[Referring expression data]
"""
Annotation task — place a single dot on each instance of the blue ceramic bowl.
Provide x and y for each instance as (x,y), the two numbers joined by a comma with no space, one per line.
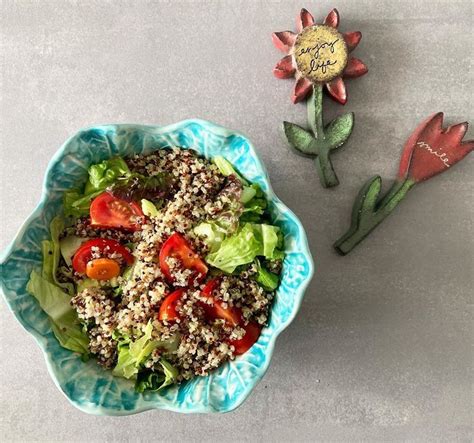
(86,385)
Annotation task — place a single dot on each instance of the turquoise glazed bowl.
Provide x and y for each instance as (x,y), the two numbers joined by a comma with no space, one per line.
(86,385)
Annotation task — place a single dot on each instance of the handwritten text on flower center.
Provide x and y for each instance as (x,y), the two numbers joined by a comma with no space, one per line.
(441,155)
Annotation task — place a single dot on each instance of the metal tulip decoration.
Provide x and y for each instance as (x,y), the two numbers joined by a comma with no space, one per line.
(429,151)
(319,56)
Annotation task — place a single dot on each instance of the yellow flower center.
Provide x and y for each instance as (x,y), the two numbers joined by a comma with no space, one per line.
(320,53)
"""
*WHAT YOU ARE ASKED TO DO*: Every line above that has the string "bowl" needs to be copied.

*WRITTEN ANSWER*:
Annotation task — place a single dot on each instance of the blue ceramic bowl.
Annotation task — place a single dot on each instance of the turquoise glazed bowl.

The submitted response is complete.